**OBJECTIVE**
A verbatim copy of the records is required, with all pictures left out.

**Position annotation records**
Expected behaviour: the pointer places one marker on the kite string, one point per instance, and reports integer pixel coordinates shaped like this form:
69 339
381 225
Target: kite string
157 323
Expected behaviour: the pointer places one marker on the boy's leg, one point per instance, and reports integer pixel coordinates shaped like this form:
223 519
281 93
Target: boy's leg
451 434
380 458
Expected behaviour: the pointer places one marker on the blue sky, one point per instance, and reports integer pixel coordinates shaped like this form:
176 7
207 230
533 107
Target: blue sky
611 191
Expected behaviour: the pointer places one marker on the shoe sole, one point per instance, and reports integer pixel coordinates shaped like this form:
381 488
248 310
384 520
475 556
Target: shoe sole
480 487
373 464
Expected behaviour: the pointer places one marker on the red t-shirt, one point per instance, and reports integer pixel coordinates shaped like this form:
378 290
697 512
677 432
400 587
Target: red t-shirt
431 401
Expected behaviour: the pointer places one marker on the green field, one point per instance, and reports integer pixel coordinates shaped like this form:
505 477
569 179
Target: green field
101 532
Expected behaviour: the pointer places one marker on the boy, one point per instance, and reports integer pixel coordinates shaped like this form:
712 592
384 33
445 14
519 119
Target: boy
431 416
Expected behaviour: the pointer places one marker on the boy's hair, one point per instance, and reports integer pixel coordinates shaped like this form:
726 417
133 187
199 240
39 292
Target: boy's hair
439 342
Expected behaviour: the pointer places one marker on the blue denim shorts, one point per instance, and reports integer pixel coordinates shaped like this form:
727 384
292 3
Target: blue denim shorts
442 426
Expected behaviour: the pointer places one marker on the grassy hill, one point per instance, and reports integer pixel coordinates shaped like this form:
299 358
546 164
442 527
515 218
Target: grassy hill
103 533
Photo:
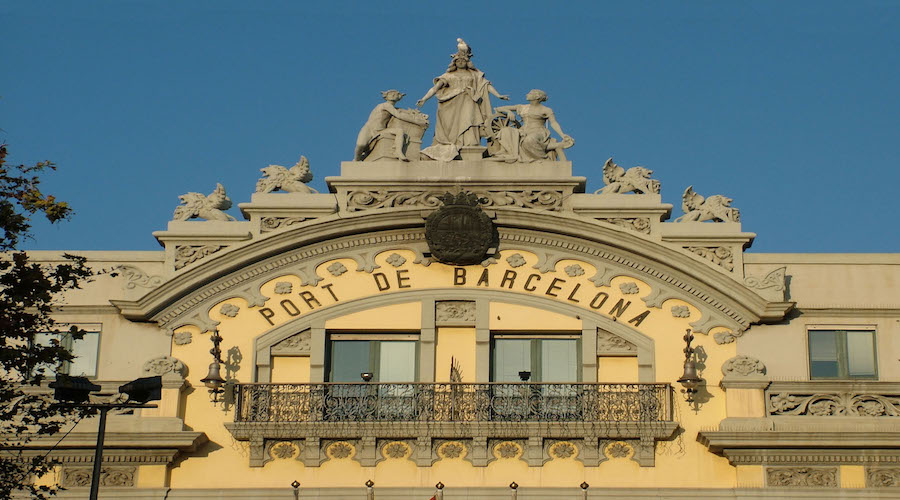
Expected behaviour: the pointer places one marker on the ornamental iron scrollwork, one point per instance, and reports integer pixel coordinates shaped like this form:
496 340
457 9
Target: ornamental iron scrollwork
426 402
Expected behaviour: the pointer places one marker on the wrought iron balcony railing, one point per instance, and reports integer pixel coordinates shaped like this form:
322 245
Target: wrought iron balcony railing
436 402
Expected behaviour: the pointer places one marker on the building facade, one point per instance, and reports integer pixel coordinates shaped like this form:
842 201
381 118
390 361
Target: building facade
466 314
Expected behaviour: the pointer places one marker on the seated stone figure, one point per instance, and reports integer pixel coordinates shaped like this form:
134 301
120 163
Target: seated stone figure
386 122
531 141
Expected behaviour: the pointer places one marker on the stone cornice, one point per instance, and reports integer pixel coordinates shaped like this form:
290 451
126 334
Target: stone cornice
236 266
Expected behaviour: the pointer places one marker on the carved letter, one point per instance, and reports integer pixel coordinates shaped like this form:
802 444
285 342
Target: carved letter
509 276
381 282
402 278
619 308
554 287
328 287
309 298
292 310
594 304
637 320
268 314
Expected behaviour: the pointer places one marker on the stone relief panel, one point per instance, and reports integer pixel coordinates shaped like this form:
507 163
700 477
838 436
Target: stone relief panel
743 367
297 344
720 256
883 477
188 254
135 277
164 365
802 477
609 343
454 312
370 200
833 404
80 477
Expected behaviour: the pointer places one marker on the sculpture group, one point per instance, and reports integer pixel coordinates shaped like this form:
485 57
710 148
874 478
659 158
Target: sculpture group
465 121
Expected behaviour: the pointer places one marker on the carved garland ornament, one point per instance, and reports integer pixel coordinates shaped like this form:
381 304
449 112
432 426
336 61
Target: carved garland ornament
188 254
802 477
639 224
78 477
370 200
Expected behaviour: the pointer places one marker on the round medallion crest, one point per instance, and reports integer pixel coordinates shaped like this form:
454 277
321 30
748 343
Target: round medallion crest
460 233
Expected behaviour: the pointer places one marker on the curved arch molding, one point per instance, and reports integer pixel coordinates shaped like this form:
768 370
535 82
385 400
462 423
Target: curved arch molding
547 241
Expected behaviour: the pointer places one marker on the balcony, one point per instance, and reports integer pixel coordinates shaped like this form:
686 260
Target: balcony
368 412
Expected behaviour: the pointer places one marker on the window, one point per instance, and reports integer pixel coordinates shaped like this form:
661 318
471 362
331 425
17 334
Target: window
389 358
85 350
842 354
549 359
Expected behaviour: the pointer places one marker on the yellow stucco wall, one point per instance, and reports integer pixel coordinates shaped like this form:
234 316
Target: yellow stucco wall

**SOLVED EXERCISE**
Expected behaviour: the pointer places one marker on the kite string, one point per instance, and reports integer pixel coordinates shaped like this form:
69 339
381 225
Target: kite string
157 323
Expected behaviour: the pointer places one marker on the boy's leg, one point per instance, and reports integer pixel coordinates shaped like this form:
223 519
281 93
Target: boy's leg
451 434
380 458
Expected behaviour: the pointer places one marker on the blue sky, one point per instance, and reports integer pixel coordinates shaped like this form:
176 7
207 230
533 107
Target: blue sky
611 191
Expected behaviour: the pointer places one marker on the shoe sole, one point per instance, and reports integer pixel coordinates shaped like this form:
381 488
248 310
384 520
475 556
Target: shoe sole
480 487
373 464
Expected behaviour: the pointer places one marker on the red t-shirt, one point per instance, and reports integer pixel coordinates shaped like this form:
378 290
697 512
677 432
400 587
Target: red t-shirt
431 401
Expected behaviour: the pointer places one marker on the green field, one point per instance, and reports integer pixel coordinates shaped like this form:
505 477
569 179
Target: green field
101 532
Expected behaviour: the pointer places one marker on the boy, one point per instance, and reports integer pixel coordinates shaped like this form:
712 592
384 33
445 14
519 119
Target: boy
431 416
Expected behaviour: the pointer places one marker on the boy's hair, one point per instance, and reports integer pixel coordinates shaped like this form:
726 417
133 187
199 240
39 292
Target: boy's hair
439 342
Expected behaviour: the pointer places one marker on the blue denim shorts, one point per instance, and reports integer pixel coordinates shaped like this form:
727 384
292 3
Target: blue denim shorts
442 426
Expected behaviour: the pointer places one marker on the grassy hill, one point per instance, and reports integer pixel coordinates shaped like this form:
299 358
546 164
442 527
515 218
Target: grassy hill
103 533
Photo:
Expected behaviour: the pointer places one marker on the ornamental iron scrollwork, one point per instance, and reports integer pixel coordinates shaped like this form:
496 340
457 9
Target: ornamental iron scrollwork
426 402
Expected behaviour: the pointer places one marker on the wrought iron balcony railing, one point per instance, and reports integer pixel coordinates shaped like this form:
322 245
Target: wrought iron balcony railing
436 402
Expected behaviour: the pointer places one marker on the building facade, one point per instance, and reports integer pixel coordinates shaped like this form:
842 201
381 118
390 361
Target: building facade
466 314
Expected behaviour: the pointer places one marker on the seated stone figure, one point per instance, and reports integer pixel coordinates shaped like this form:
134 301
120 163
Target: seated stone figure
386 122
531 141
Expected behaviour: the pointer places one marker on the stone cornice, one point per instance, and reports integer pixel coordinates shaped like this form:
290 451
126 334
Target: stone cornice
236 266
Expected behaviour: the pointer places one marker on the carved letter, one point per instance, and reports integer pixel coordinates shaped like this form:
802 444
285 342
Target: carved letter
509 276
381 282
402 278
619 308
554 287
328 287
309 298
292 310
594 304
637 320
268 314
Expected behaviour: the pointer places one marker on the stone relief panel, one point per instance, and reports integer pixel coordinates shaped like this form:
507 163
700 477
838 436
Target: stone relief panel
743 367
297 344
720 256
883 477
188 254
135 277
164 365
802 477
609 343
454 312
370 200
833 404
80 477
Expected behaviour: the pointer places one marker on the sculpture group, one point per instance, and reports integer pixel coordinates shaped like this form:
485 57
710 148
874 478
659 158
Target: sculpture group
465 121
Expected behaviour: the pointer places one marker on the carved garland ornament, one point per instance, and reports integer pixel coordinates shaped like this form:
381 304
449 112
432 426
336 61
Target: carved garland ornament
188 254
802 477
639 224
78 477
370 200
Expected behaviour: the pointer places one marker on the round medallion crest, one point per instance, and reports integer pixel coordinates shaped like this form:
454 277
321 30
748 343
Target: round medallion crest
460 233
Expected behaviour: the pointer places one marker on the curved arch molding, one point per instance, and reports integer pixel coordinates shaped like this form:
768 370
535 82
385 400
462 423
Target: curved arch molding
547 241
Expected behaviour: the pointer places one marker on the balcony, one point per instance, and reports integer pixel coordinates shaped like this form:
686 260
Target: balcony
368 412
Expected behaviour: the pointer places one marker on the window, one point per instance, and reports integer pixel coordinates shaped like this form:
661 318
471 362
331 425
17 334
Target: window
389 358
85 350
842 354
549 359
Expected behaviour: the pointer places one marker on the yellow stucco wall, one point per instance, and reports integer pixel coordinates shaped like this form:
234 316
Target: yellow stucco wall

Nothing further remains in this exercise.